Tâche demandée 1: Trouvez dans les entrées chaque ligne contenant la chaîne « tank » et recopiez-la, en respectant la casse.

Extrait:
-*-

Le Bokator a été inscrit en 2022 (17.COM) sur la Liste représentative du patrimoine culturel immatériel de l'humanité[36].

 
Des pratiquants de Bokator effectuent une attaque aérienne, tous deux portent des chemises aux motif de tatouage khmer censées protéger les combattants.

Le Bokator compte environ 7 000 pratiquants au Cambodge et à l'étranger. Des grands maîtres dévoués, dont Ith Pen, Sen Sam Ath, San Kim Sean, Ros Serei, Am Yom, Suong Neng, Ponh Keun, Voeng Sophal, Ke Sam On, Kim Chiev, Chet Ay et Kao Kob, travaillent sans relâche pour préserver et transmettre cette tradition. Des écoles de Bokator ont ouvert dans treize provinces cambodgiennes, où ces grands maîtres enseignent et reçoivent le soutien des communautés locales[7].

-*-

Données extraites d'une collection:
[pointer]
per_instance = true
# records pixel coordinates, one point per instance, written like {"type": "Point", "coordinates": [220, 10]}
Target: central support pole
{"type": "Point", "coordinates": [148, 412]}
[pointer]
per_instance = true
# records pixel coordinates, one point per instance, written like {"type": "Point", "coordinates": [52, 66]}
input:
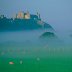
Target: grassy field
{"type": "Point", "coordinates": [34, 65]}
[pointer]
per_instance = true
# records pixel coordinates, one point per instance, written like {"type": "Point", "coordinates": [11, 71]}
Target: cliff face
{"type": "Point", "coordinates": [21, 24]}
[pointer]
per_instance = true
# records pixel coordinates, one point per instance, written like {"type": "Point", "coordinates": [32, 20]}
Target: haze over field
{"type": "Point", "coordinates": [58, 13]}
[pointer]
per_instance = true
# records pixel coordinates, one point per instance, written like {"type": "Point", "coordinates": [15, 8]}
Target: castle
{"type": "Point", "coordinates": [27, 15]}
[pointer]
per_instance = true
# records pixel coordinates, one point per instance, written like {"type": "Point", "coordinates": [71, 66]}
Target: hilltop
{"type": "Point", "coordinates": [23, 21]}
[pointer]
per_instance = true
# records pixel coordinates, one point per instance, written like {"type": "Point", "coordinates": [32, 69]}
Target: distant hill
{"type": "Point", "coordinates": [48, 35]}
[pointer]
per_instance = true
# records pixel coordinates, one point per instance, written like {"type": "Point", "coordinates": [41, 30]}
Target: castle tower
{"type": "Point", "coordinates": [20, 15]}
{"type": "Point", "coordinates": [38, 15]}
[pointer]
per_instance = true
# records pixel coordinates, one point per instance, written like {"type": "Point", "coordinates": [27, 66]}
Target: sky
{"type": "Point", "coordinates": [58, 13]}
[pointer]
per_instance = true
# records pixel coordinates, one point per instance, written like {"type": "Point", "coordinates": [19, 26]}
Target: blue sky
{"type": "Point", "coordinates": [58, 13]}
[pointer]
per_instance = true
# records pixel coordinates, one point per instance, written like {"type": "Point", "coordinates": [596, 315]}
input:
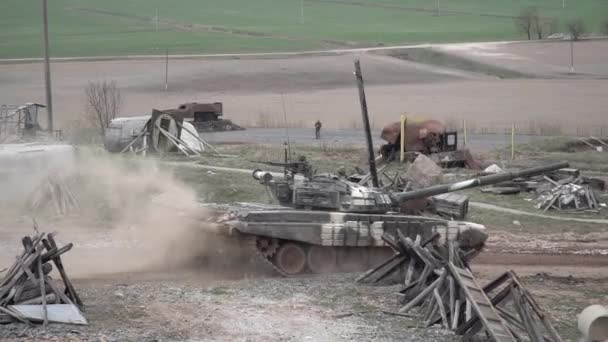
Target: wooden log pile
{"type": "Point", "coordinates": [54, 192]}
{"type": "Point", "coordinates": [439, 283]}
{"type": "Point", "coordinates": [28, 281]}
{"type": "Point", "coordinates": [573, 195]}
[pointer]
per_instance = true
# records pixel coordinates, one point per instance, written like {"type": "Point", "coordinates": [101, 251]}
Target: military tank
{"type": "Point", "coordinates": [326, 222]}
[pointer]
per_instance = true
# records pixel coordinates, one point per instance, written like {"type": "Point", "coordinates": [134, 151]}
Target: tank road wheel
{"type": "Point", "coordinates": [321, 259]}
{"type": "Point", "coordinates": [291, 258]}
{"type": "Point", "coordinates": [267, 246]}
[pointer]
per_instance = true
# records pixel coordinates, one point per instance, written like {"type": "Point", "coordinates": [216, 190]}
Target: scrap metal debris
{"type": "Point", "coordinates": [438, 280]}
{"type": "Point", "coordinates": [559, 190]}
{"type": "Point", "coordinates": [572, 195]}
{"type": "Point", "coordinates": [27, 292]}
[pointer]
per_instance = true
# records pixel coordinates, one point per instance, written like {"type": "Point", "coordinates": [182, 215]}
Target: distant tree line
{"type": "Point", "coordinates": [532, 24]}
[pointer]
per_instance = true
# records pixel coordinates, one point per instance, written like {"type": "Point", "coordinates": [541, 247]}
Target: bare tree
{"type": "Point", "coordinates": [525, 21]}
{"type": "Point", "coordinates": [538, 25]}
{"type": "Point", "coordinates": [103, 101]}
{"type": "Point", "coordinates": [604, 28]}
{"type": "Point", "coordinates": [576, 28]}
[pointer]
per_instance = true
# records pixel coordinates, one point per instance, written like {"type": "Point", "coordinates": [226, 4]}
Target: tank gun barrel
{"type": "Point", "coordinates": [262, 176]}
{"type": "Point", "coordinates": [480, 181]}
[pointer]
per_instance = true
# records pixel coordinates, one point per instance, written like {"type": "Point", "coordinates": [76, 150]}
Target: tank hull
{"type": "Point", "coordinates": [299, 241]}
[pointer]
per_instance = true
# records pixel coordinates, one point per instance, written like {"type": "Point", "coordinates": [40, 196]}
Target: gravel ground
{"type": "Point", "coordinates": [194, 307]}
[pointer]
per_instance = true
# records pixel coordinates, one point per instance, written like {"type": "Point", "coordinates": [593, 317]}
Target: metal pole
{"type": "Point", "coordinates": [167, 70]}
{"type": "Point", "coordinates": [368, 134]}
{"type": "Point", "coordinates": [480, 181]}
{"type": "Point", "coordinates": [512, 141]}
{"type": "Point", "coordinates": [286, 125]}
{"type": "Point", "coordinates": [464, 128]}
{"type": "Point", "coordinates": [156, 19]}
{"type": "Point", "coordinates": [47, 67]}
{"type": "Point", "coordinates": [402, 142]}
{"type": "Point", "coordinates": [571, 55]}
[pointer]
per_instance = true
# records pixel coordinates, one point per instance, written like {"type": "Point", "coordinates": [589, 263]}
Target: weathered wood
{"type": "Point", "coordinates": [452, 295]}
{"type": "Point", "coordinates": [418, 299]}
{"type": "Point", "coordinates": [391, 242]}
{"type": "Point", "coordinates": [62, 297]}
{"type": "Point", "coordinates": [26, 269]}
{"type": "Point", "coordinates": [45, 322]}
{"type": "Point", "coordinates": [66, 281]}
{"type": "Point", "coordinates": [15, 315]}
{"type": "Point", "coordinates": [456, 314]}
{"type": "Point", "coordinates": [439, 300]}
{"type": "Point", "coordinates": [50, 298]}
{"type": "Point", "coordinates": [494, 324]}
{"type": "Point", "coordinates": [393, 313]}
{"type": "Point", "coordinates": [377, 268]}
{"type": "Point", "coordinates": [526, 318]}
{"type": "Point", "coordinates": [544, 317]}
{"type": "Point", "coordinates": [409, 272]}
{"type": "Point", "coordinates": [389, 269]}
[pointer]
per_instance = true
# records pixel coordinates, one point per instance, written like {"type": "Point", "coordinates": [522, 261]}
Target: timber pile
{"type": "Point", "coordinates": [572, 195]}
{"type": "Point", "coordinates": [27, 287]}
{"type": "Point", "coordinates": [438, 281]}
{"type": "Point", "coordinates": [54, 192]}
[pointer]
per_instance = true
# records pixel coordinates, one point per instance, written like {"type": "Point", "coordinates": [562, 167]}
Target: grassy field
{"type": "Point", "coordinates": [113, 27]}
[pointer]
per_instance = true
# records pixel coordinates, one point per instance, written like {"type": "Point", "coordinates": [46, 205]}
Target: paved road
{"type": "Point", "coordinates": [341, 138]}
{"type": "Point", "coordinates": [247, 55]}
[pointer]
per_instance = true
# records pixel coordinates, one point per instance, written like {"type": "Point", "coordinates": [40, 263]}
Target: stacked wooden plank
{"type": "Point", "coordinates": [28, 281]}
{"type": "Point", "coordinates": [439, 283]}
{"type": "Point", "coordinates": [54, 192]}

-*-

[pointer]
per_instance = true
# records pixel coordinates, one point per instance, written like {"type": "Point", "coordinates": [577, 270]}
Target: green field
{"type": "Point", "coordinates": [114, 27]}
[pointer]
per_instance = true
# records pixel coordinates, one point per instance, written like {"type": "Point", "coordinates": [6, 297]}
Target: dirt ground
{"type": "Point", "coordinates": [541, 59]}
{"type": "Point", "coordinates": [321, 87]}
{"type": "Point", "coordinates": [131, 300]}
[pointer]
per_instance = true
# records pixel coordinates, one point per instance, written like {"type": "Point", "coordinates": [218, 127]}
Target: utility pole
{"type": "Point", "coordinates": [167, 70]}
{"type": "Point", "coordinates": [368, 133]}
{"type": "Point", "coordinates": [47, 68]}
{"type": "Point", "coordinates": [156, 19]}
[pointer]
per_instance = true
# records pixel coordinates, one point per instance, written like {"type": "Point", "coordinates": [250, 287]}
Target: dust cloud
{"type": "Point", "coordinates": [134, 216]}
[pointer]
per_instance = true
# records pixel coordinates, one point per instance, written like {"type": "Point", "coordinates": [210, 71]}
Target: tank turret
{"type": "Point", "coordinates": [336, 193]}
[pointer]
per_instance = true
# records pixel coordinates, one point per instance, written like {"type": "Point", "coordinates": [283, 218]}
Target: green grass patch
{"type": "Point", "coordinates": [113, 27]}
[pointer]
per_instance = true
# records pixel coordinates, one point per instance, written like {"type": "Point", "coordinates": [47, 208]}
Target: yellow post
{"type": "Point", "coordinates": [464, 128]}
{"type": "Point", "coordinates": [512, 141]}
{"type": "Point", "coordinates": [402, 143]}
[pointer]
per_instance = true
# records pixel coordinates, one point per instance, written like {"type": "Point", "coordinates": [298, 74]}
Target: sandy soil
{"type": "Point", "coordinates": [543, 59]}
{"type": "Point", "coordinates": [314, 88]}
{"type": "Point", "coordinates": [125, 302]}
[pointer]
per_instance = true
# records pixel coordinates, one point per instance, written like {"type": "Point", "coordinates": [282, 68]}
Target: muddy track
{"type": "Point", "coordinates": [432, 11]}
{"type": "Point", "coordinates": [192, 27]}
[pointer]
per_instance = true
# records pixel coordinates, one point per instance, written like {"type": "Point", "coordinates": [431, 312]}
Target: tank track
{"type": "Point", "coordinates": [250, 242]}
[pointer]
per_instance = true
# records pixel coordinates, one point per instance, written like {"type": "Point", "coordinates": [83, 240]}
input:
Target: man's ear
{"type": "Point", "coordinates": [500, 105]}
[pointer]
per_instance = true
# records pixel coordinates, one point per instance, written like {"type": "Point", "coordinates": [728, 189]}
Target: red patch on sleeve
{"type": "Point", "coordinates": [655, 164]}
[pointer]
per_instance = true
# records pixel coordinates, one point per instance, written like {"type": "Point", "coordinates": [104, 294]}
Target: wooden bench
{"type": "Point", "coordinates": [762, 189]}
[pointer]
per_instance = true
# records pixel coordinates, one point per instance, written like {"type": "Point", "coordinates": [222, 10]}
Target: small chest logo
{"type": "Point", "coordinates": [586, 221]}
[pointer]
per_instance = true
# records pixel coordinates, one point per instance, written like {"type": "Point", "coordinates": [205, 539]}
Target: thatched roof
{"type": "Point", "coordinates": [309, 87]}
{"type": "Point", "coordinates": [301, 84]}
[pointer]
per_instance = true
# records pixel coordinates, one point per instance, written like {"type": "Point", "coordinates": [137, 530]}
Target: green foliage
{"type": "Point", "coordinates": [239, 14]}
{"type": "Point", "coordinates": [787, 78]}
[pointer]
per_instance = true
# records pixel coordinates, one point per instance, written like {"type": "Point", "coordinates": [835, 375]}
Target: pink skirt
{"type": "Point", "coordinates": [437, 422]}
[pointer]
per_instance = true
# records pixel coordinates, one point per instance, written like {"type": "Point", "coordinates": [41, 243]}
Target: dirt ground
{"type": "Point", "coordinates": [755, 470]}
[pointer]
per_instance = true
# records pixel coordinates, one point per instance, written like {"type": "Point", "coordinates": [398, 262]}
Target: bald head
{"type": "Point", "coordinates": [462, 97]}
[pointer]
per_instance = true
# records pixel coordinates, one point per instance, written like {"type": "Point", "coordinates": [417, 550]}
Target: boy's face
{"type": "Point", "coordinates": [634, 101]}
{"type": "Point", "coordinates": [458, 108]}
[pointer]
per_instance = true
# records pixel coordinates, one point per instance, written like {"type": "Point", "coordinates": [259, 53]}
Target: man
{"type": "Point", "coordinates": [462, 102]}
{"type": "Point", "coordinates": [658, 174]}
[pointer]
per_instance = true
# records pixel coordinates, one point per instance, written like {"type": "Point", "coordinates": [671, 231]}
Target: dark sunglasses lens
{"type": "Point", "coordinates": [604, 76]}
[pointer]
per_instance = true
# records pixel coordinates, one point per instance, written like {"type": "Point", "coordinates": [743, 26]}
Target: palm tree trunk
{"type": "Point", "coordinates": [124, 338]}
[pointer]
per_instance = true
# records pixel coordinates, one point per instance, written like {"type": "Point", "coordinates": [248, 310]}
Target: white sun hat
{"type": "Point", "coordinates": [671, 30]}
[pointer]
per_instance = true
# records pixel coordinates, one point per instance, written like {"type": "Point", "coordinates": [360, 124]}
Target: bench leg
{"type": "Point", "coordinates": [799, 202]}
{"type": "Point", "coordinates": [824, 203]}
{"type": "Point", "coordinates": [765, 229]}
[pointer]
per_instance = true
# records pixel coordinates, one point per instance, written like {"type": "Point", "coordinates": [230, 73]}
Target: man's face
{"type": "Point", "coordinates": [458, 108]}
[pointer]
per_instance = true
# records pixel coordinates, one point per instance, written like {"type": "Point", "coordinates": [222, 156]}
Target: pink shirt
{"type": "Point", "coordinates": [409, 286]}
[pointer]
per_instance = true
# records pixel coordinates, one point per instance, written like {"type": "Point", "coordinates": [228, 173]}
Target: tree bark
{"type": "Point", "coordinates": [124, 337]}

-*-

Tâche demandée 2: Selon l'extrait, combien de pratiquants le Bokator compte-t-il au Cambodge et à l'étranger ?

Réponse complète 1:
Target: military tank
Target: tank road wheel
Target: tank gun barrel
Target: tank hull
Target: tank turret
Target: tank track

Réponse complète 2: Environ 7 000 pratiquants.